DIRECTIVE
Copy the records below line for line, leaving out the pictures.

EXERCISE INPUT
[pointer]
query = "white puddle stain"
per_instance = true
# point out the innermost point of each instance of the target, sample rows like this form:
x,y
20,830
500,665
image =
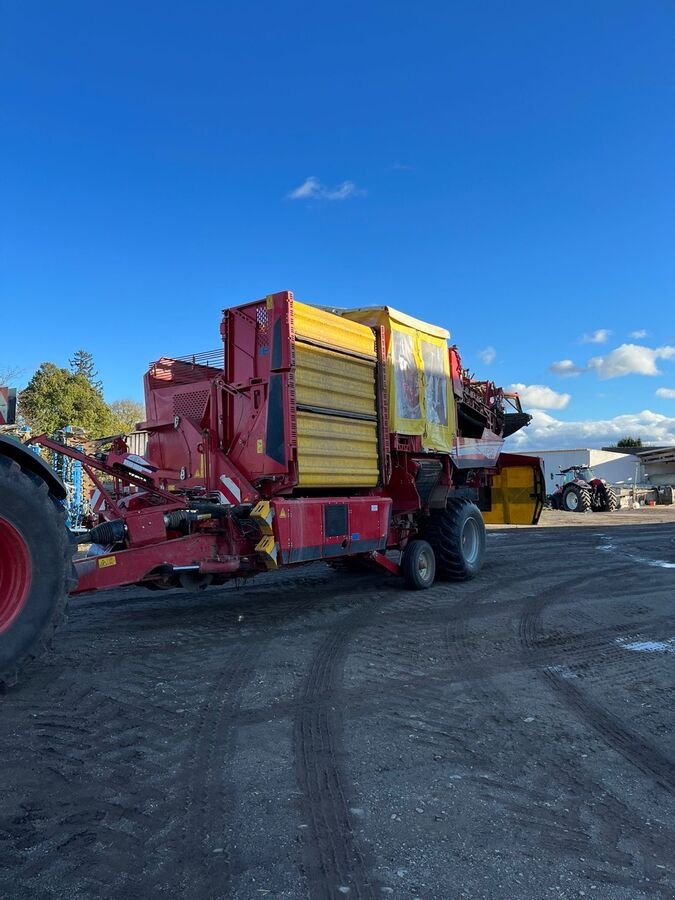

THE OUTPUT
[pointer]
query = "white puddle stain"
per_instance = true
# point out the innermost point of each instance of the target, sample rows like this form:
x,y
20,830
500,665
image =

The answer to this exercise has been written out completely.